— begin Page text —

Christmas can be a difficult time if you're trying to manage your weight. It's all the parties, the mince pies, the chocolates & of course alcohol which make it so hard to stay on track. The usual response is to think "I'll just deal with my weight after Christmas". But do you really want to get to start the New Year's with a set-back? Of course you don't!
You also don't want to start some 'diet' that leaves you feeling restricted & thinking about nothing except the food you're not getting to eat! This can be a recipe for a 'blow-out' disaster!
What you need is a way to enjoy Christmas but still manage your weight, so here are some tips to help you enjoy Christmas & stay on track.
Plan Ahead - Also known as Balanced Indulgence - It’s the time of year when it's so easy to indulge – a mince pie, a glass of wine, a handful of Quality Street – yes, it seems like a lot when you look at it from a calorie point of view. However, to counter this, all you need to do is take some time to think about things and plan ahead. If you know you’re going out for dinner, plan in healthy foods during the day and stick to your plan. If it’s a heavy weekend, eat well and exercise during the week.So many people beat themselves up over what they’ve eaten at this time of year when, in reality, as long as you’re eating in moderation overall, the odd bit of indulgence isn’t going to impact that much. One of the best tips I can give for maintaining a healthy regime over Christmas is that you don’t need to ‘start again’ – if you’re in a good place mentally about your diet and your health and fitness goals, you’re more likely to carry on and succeed, so one cheat meal, or day, isn’t going to ruin all your hard work.
Have something before the party - You know what happens when you turn up to a party starving? You'll eat anything they give you! Hunger sabotages your resolve. To prevent yourself turning up hungry, have a light snack beforehand.
Focus only on the things you like - Humans love variety, so when faced with endless canapes or a buffet situation, it's only natural to want to sample every single one. Don't do it! You will know from past experience, there's usually only a few things that you will really like. So, don't fill yourself up trying everything, just focus on eating the foods that you will really enjoy.

— end Page text —
— begin Supplied information —

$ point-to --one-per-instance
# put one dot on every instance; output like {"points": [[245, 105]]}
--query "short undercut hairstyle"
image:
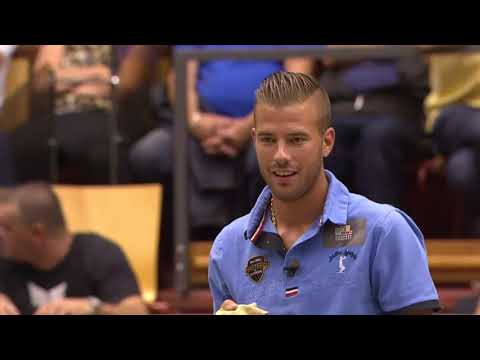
{"points": [[287, 88]]}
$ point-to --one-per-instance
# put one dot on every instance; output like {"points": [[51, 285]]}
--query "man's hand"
{"points": [[7, 307], [67, 306]]}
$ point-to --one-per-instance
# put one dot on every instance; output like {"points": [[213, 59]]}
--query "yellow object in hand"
{"points": [[251, 309]]}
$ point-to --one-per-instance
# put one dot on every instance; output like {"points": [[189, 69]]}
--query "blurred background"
{"points": [[97, 122]]}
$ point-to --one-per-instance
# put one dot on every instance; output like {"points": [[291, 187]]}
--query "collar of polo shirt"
{"points": [[335, 209]]}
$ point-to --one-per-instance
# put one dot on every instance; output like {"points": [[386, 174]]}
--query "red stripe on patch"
{"points": [[291, 292]]}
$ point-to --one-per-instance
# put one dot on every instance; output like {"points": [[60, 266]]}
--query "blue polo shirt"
{"points": [[359, 257], [227, 86]]}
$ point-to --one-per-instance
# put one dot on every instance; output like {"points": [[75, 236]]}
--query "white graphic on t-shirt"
{"points": [[40, 296], [341, 266]]}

— end Supplied information —

Exercise objective >> Please output, word for word, the stretch of the Christmas weight tips from "Focus only on" through "will really enjoy.".

Answer in full >>
Focus only on the things you like - Humans love variety, so when faced with endless canapes or a buffet situation, it's only natural to want to sample every single one. Don't do it! You will know from past experience, there's usually only a few things that you will really like. So, don't fill yourself up trying everything, just focus on eating the foods that you will really enjoy.